◆ **Document section**
<<<<

A Great Woman Named Gertrude

Today the Roman calendar celebrates the remarkable Saint Gertrude of Helfta, a medieval woman who made a powerful impression on German Thuringia two centuries before the birth of Luther. She gave energy and warmth to the evangelical (i.e. "Gospel"-focused, Christ-centered) Catholic reform movement that spread through Western Europe in the 12th and 13th centuries.

Known to history as St Gertrude the Great, she takes her place among those whose whose labor gave shape to the Christian ideal in the High Middle Ages, with Bernard and Hildegarde, Dominic, Francis, and Clare, Bonaventure and Thomas Aquinas. As a 13th century Benedictine nun in a prominent monastery, Gertrude was a scholar and spiritual writer whose reputation for holiness drew many in the Church and the world to seek her counsel.

However, she was above all a child of God, a true Christian mystic enraptured by the merciful and loving heart of Jesus.

>>>>

◆ **Direction A**
Can you rewrite the rows with "white sneaker" switched to "running shoe" everywhere and nothing else altered? Leave the pictures out of your answer.
The text and the rows were taken from unrelated sources.

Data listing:
<<<<

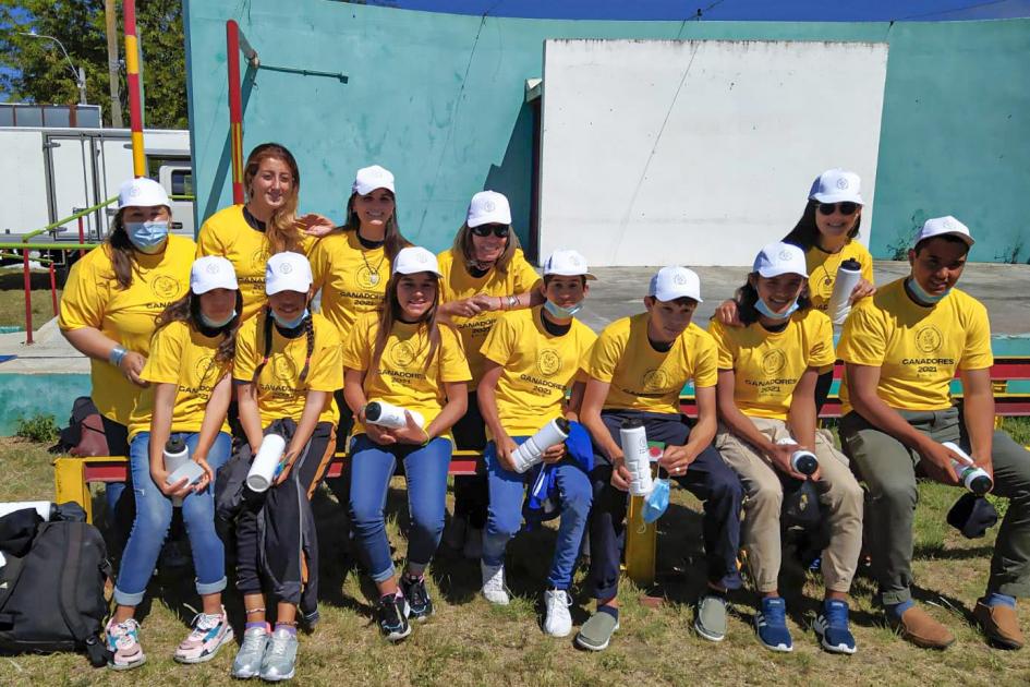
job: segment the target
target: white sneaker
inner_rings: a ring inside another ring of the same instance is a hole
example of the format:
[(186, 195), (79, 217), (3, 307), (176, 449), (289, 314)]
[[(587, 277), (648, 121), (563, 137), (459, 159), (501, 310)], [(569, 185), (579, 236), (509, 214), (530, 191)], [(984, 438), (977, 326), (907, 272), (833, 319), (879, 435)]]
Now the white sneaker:
[(469, 526), (465, 530), (465, 546), (462, 553), (465, 558), (472, 561), (483, 557), (483, 528)]
[(572, 616), (569, 606), (572, 600), (564, 589), (548, 589), (544, 592), (544, 606), (547, 617), (544, 618), (544, 631), (552, 637), (568, 637), (572, 631)]
[(508, 590), (505, 589), (505, 566), (486, 565), (480, 562), (483, 574), (483, 596), (499, 606), (508, 605)]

>>>>

◆ **Direction B**
How would you sum up the text on Saint Gertrude in two sentences?

◆ **Written response A**
job: segment the target
target: running shoe
inner_rings: a ring inside another ring of the same instance is a hole
example of the format:
[(186, 195), (79, 217), (3, 307), (176, 449), (289, 314)]
[[(587, 277), (648, 121), (563, 137), (459, 159), (501, 310)], [(569, 185), (579, 236), (509, 214), (530, 191)], [(984, 438), (977, 326), (907, 272), (833, 319), (879, 435)]]
Now the running shoe:
[(469, 526), (465, 530), (465, 546), (462, 553), (465, 558), (472, 561), (483, 557), (483, 528)]
[(572, 616), (569, 606), (572, 600), (564, 589), (548, 589), (544, 592), (544, 606), (547, 617), (544, 618), (544, 631), (552, 637), (568, 637), (572, 631)]
[(508, 590), (505, 589), (505, 566), (486, 565), (480, 562), (483, 574), (483, 596), (499, 606), (508, 605)]

◆ **Written response B**
Saint Gertrude of Helfta, whom the Roman calendar celebrates today, was a medieval woman who made a powerful impression on German Thuringia and brought energy and warmth to the evangelical Catholic reform movement of the 12th and 13th centuries. Known as St Gertrude the Great, she was a 13th-century Benedictine nun, scholar, and spiritual writer whose reputation for holiness drew many to seek her counsel, yet above all she was a Christian mystic enraptured by the merciful and loving heart of Jesus.